> _To do_:
In the Koh Phi Phi travel post, what did the writer see on the very first dive that was the highlight?

> _Given text_:
Cheesing it up for the camera on top of Koh Phi Phi’s lookout point. The bay on the left is the more chill side of the island, and a mere kilometer and a half or so away, the bay on the right is the party beach.

Part of my time there was spent relaxing on the beach, laying back in hammocks drinking coconuts, and going to various beaches and view points on photo missions, and the other part of my time was spent getting my open water certification for scuba diving. This was my first time ever diving, and it was an incredible experience to say the least—it truly is a whole different world under the water. The highlight for me was a black tip reef shark and a few sea turtles on my very first dive! Swimming with great white sharks is really high on my bucket list right now, and with this certification I’m one step closer to making that dream a reality—hopefully 2012 will be the year for that!

Here is Lindsay feeding a monkey on Koh Phi Phi’s “Monkey Beach” while completely freaking out the whole time. The island we are currently on has tons of monkeys, so I’m looking forward to photographing them over the next few days!

It’s hard to tell in the photo but, there’s 6ft leopard shark just a few feet behind me. Thanks to Lindsay for snapping the GoPro underwater photo!

Jumping off the boat to enjoy a quick swim in between scuba dives near the bay where “The Beach” (with Leonardo Dicaprio) was filmed.

> _Raw data_:
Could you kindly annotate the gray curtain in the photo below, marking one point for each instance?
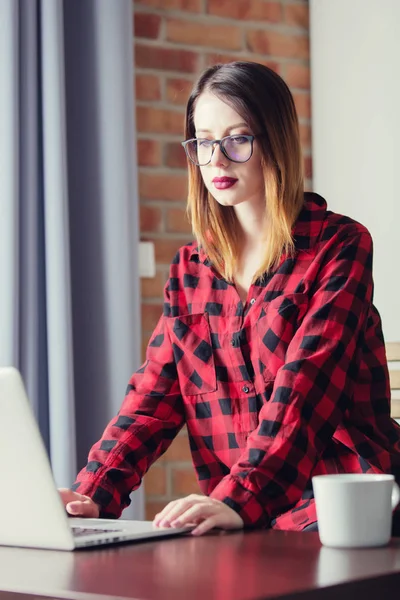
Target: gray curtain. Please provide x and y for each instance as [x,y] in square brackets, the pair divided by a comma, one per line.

> _Solution for this exercise_:
A black tip reef shark and a few sea turtles.